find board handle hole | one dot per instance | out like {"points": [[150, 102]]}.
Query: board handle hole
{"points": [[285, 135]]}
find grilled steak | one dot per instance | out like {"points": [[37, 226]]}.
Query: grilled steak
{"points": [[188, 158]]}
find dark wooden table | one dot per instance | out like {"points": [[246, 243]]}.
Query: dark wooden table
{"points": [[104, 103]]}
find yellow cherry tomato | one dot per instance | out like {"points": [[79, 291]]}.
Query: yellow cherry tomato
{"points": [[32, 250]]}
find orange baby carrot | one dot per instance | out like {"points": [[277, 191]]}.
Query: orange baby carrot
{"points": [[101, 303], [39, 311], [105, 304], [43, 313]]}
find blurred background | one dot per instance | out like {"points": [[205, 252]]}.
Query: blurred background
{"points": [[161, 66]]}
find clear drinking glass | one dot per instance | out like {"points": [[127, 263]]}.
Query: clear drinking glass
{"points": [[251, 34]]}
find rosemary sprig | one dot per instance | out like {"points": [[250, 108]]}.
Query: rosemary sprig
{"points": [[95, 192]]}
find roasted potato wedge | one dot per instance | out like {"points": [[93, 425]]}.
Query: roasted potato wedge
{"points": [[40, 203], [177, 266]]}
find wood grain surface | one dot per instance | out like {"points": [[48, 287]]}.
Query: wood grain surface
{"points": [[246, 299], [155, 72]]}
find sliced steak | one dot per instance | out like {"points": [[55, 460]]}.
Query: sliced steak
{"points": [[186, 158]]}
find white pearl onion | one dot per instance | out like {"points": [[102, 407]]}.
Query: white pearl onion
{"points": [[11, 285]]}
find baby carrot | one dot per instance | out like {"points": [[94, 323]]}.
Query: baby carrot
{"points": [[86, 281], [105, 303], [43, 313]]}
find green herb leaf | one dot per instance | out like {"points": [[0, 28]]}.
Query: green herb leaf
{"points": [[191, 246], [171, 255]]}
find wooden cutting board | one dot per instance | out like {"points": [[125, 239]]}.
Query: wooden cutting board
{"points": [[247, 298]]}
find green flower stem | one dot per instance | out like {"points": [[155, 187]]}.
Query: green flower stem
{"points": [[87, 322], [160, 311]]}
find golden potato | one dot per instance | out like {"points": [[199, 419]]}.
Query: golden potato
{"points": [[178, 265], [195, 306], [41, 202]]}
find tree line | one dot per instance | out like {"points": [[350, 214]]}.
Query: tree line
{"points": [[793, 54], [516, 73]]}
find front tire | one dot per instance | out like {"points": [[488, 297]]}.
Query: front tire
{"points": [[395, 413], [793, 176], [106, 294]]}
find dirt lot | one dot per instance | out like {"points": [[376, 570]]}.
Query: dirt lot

....

**Try it:** Preserving every character, copy the records above out again.

**Your solution:**
find board handle hole | one dot per instance | out like {"points": [[150, 102]]}.
Query: board handle hole
{"points": [[285, 135]]}
find grilled steak | one dot per instance | out like {"points": [[37, 226]]}.
Query: grilled steak
{"points": [[188, 158]]}
find dark wooden table | one dot per instance | out like {"points": [[246, 243]]}.
Query: dark wooden table
{"points": [[104, 103]]}
find yellow cherry tomato | one dot per instance | out like {"points": [[79, 291]]}.
Query: yellow cherry tomato
{"points": [[32, 250]]}
find orange baby carrot | one dot per instance | out like {"points": [[277, 191]]}.
Query: orange baby carrot
{"points": [[101, 303], [39, 311], [105, 304], [43, 313]]}
find blurred background | one dot per instance | out like {"points": [[205, 252]]}.
Query: blurred background
{"points": [[161, 66]]}
find clear drinking glass | one dot per instance | out like {"points": [[127, 263]]}.
Query: clear drinking glass
{"points": [[251, 34]]}
find rosemary sprig | one dot per instance | out like {"points": [[250, 108]]}.
Query: rosemary sprig
{"points": [[95, 192]]}
find roasted potato wedge | one dot per instance | out like {"points": [[93, 425]]}.
Query: roasted potato wedge
{"points": [[40, 203], [177, 266]]}
find wood grain surface | one dot per instance | out like {"points": [[48, 287]]}.
Query: wood grain surface
{"points": [[246, 299], [155, 72]]}
find sliced steak | one dot per instance | out like {"points": [[55, 460]]}.
Query: sliced steak
{"points": [[186, 158]]}
find white pearl onion | one dot per instance | out like {"points": [[102, 407]]}.
Query: white pearl onion
{"points": [[11, 285]]}
find baby carrot | one dot per instance | out like {"points": [[94, 323]]}.
Query: baby carrot
{"points": [[86, 281], [105, 303], [43, 313]]}
find green herb leaf | one dot per instance | out like {"points": [[0, 28]]}.
Query: green herb leaf
{"points": [[191, 246], [171, 255]]}
find wooden cutting board | one dot per instance | out like {"points": [[125, 239]]}.
Query: wooden cutting board
{"points": [[247, 298]]}
find green flower stem | one dot per instance | out like {"points": [[155, 187]]}.
Query: green flower stem
{"points": [[87, 322], [160, 311]]}
find golden potato | one dot per instance | out like {"points": [[199, 419]]}.
Query: golden potato
{"points": [[178, 265], [195, 306], [41, 202]]}
find tree line | one dot per instance | out like {"points": [[350, 214]]}.
Query: tree line
{"points": [[793, 54], [516, 73]]}
find front tire | one dot per instance | out like {"points": [[488, 297]]}.
Query: front tire
{"points": [[395, 413], [793, 176], [106, 294]]}
find dirt lot | one dot per instance | out like {"points": [[376, 570]]}.
Query: dirt lot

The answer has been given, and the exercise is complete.